* [The problem]: From the records below, keep only the lines that contain the word "hair", and copy each of them. Case counts, so match capitals exactly.
————
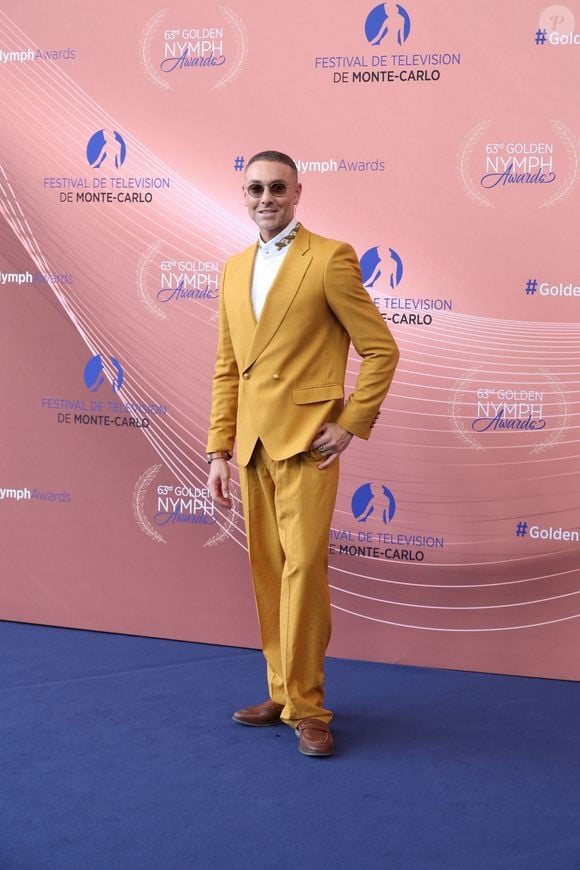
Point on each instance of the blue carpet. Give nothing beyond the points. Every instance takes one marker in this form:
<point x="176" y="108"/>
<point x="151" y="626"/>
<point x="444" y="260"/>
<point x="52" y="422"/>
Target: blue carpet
<point x="119" y="752"/>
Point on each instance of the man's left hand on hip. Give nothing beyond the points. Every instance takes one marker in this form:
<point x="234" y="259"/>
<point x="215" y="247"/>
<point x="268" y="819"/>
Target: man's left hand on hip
<point x="331" y="440"/>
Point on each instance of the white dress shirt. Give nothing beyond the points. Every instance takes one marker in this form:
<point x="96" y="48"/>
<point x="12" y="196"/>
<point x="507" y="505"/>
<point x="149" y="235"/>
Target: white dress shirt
<point x="266" y="266"/>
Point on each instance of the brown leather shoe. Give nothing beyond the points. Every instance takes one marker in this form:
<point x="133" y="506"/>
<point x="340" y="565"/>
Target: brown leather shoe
<point x="315" y="737"/>
<point x="267" y="713"/>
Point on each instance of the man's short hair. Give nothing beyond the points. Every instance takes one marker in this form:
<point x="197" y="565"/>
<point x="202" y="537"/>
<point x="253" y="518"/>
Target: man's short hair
<point x="274" y="157"/>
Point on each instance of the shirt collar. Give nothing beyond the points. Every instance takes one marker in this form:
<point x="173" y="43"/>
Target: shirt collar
<point x="270" y="247"/>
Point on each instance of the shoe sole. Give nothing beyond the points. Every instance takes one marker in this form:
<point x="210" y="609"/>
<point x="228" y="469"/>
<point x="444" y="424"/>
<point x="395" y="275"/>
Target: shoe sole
<point x="257" y="724"/>
<point x="312" y="753"/>
<point x="316" y="754"/>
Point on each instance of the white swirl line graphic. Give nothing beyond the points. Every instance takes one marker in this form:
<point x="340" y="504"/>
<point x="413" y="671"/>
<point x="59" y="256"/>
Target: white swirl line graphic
<point x="455" y="606"/>
<point x="450" y="586"/>
<point x="145" y="56"/>
<point x="463" y="158"/>
<point x="241" y="38"/>
<point x="457" y="630"/>
<point x="143" y="270"/>
<point x="572" y="147"/>
<point x="139" y="492"/>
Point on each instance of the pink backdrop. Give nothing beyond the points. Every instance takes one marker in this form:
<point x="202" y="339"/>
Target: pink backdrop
<point x="447" y="154"/>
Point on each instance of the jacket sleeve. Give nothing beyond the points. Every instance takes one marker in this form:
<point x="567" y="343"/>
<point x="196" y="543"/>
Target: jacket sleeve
<point x="370" y="335"/>
<point x="224" y="403"/>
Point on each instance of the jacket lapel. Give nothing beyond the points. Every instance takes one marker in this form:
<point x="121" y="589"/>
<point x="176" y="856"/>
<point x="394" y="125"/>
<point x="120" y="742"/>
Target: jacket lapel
<point x="280" y="295"/>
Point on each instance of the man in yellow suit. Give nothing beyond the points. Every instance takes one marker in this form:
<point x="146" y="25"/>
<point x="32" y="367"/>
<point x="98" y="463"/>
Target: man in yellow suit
<point x="290" y="306"/>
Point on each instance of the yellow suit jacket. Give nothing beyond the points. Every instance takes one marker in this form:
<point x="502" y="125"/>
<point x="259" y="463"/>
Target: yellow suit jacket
<point x="281" y="378"/>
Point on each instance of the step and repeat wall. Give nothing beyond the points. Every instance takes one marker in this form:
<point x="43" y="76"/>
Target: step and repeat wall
<point x="441" y="141"/>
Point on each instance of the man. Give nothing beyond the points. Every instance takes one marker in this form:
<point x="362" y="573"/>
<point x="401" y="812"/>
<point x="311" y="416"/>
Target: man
<point x="289" y="308"/>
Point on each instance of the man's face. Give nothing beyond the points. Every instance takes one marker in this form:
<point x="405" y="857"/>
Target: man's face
<point x="271" y="213"/>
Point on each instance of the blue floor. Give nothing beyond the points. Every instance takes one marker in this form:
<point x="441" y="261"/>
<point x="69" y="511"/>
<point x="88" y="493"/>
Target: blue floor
<point x="120" y="753"/>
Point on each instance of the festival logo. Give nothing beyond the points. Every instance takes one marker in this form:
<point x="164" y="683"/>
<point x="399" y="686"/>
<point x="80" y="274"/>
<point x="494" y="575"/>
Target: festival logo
<point x="387" y="28"/>
<point x="209" y="50"/>
<point x="384" y="18"/>
<point x="169" y="283"/>
<point x="372" y="268"/>
<point x="106" y="152"/>
<point x="366" y="502"/>
<point x="381" y="273"/>
<point x="122" y="411"/>
<point x="106" y="146"/>
<point x="373" y="535"/>
<point x="94" y="374"/>
<point x="490" y="414"/>
<point x="493" y="165"/>
<point x="166" y="508"/>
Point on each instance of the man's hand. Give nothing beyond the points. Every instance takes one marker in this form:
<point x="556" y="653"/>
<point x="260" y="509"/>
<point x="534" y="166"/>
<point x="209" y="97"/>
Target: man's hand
<point x="334" y="439"/>
<point x="218" y="482"/>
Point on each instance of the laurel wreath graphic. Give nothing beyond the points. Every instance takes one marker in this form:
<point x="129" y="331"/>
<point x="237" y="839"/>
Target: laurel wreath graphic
<point x="139" y="493"/>
<point x="564" y="407"/>
<point x="457" y="392"/>
<point x="143" y="270"/>
<point x="145" y="57"/>
<point x="464" y="156"/>
<point x="572" y="147"/>
<point x="241" y="40"/>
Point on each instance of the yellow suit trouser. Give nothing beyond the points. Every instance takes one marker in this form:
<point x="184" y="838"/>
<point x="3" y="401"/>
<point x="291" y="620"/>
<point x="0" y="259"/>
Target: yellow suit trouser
<point x="288" y="506"/>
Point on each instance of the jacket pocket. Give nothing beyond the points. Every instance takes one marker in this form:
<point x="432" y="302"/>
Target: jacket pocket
<point x="320" y="393"/>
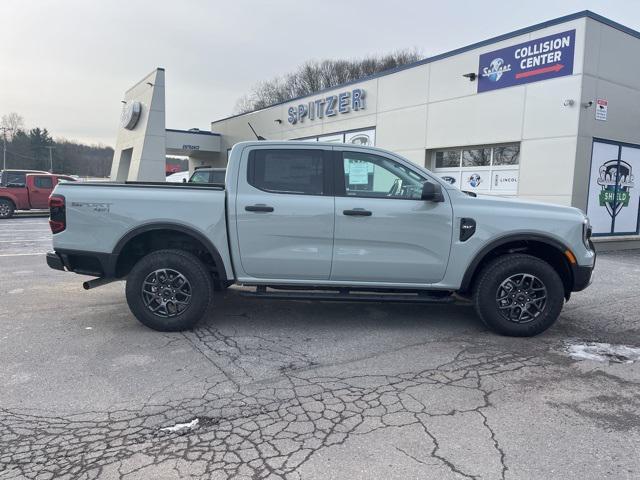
————
* [Correct response]:
Point on each instance of the man's short hair. Give nothing beyond the points. Every instance takes one marker in this form:
Target: man's short hair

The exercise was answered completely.